◆ Source document
Churchland 0 - McGinn 1.
The articles below should help you understand some of the issues.
A Sketch of the Difference between Two Ontological Styles
What it is for a thing to have a property? Ostrich nominalism aside, it is a Moorean fact that things have properties, but the nature of the having is a philosophical problem. The ordinary language 'have' does not wear it correct ontological analysis on its sleeve. My cup is blue. Does the cup have the property of being blue by standing in a relation to it -- the relation of exemplification -- or by containing it as an ontological or metaphysical part or constituent? The root issue that divides constituent ontologists (C-ontologists) and those that N. Wolterstorff calls, rather infelicitously, "relation ontologists" (R-ontologists) is whether or not ordinary particulars have ontological or metaphysical parts.
C-ontologists maintain that (i) ordinary particulars have such parts in addition to their commonsense parts; (ii) that among these ontological parts are (some of) the properties of the ordinary particular; and (iii) that the particular has (some of) its properties by having them as proper parts. R-ontologists deny that ordinary particulars have ontological parts, and consequently deny that ordinary particulars have any of their properties by having them as parts. Of course, R-ontologists do not deny that (most) ordinary particulars have commonsense parts.
Drawing on some graphic images from D. M. Armstrong, we can say that for C-ontologists ordinary particulars are "layer cakes" while for R-ontologists they are "blobs." 'Blob' conveys the idea that ordinary particulars lack ontological structure in addition to such commonsense structure as spatial structure.
The distinction between these two styles of ontology or two approaches to ontology is not entirely clear, but, I think, clear enough. To take an example, is the blueness of my blue coffee cup an abstract object off in a platonic or quasi-platonic realm apart and only related to the cup I drink from by the external asymmetrical relation of exemplification? That, I take it, is van Inwagen's view. I find it hard to swallow. After all, I see (with the eyes of the head, not the eye of the mind) the blueness at the cup, where the cup is. Phenomenologically, I see (some) properties. So some properties are literally visible. No abstract objects (as PvI and others influenced by Quine use 'abstract objects') are literally visible. Ergo, some properties are not abstract objects.
Here is a second argument. Some properties are either wholly or partially located at the places where the things that have the properties are located. No abstract objects are either wholly or partially located at the places where the things that have the properties are located. Therefore, some properties are not abstract objects. So I am inclined to say that the blueness of my cup is in some unmereological and hard-to-explain sense an ontological proper part or constituent of the cup. It is obviously not the whole of the cup since the cup has other properties. Ordinary particulars are not ontologically structureless 'blobs.'
Needless to say, these two quick little arguments do not decide the matter in favor of C-ontology. And the other arguments I could add won't decide the matter either. But taken cumulatively these arguments give one good reason to reject R-ontology.

◆ Set tasks
[1] Translate this sentence from the passage on the two ontological styles into Spanish: "Ordinary particulars are not ontologically structureless 'blobs.'"
[2] In the passage on the two ontological styles, who supplied the graphic images of "layer cakes" and "blobs"?
[3] Extend the passage on the two ontological styles, picking up right after its final sentence.

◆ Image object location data
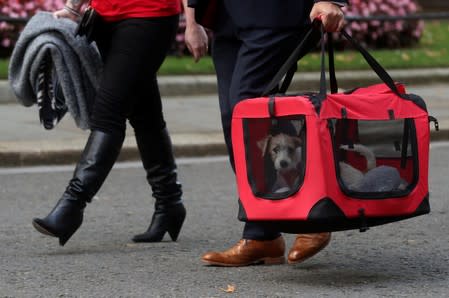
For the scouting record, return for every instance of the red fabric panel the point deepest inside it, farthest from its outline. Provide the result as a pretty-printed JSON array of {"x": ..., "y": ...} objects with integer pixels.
[{"x": 320, "y": 179}]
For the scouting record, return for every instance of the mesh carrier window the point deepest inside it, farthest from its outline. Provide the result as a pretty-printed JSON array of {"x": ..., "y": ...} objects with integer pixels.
[
  {"x": 275, "y": 155},
  {"x": 375, "y": 159}
]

◆ Outputs in order
[1] Los particulares ordinarios no son «masas» ontológicamente carentes de estructura.

[2] D. M. Armstrong.

[3]
It is also worth observing that an ontological constituent needn't be a property. Gustav Bergmann's bare particulars and Armstrong's thin particulars are ontological constituents of ordinary or 'thick' particulars but they are not properties of those particulars. The materia signata of the Thomists is a constituent of material particulars, but not a property of such particulars. So, C-ontology is not just a thesis about properties and how they are had by the things that have them.
So much for ontological background. For more on the two ontological approaches, see my article, "Constituent versus Relational Ontology," Studia Neoaristotelica: A Journal of Analytical Scholasticism, vol. 10, no, 1, 2013, pp. 99-115. Now what relevance does this have for the classically theist doctrine of divine simplicity (DDS)? But first: What is DDS?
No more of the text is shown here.